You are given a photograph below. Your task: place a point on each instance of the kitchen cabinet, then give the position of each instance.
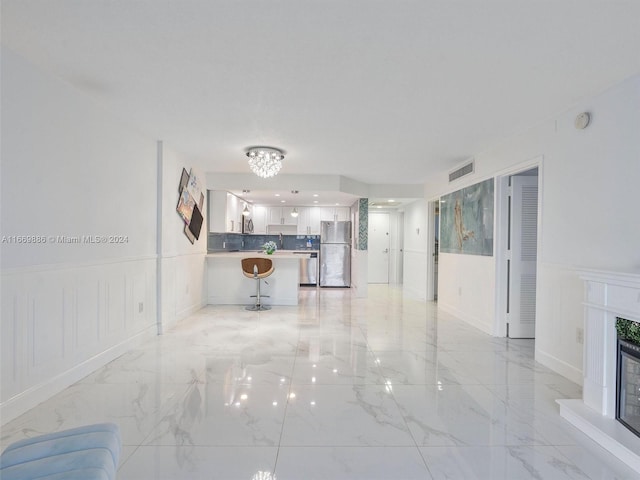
(340, 214)
(259, 218)
(309, 220)
(281, 216)
(225, 212)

* **Task objective**: Only the pictures are to be dropped; return everything else in the listing exactly.

* **Written response**:
You are given a photograph below. Your task: place a point on each instance of the kitchen cabinet, then give the position of each instance.
(340, 214)
(259, 218)
(309, 220)
(281, 216)
(225, 212)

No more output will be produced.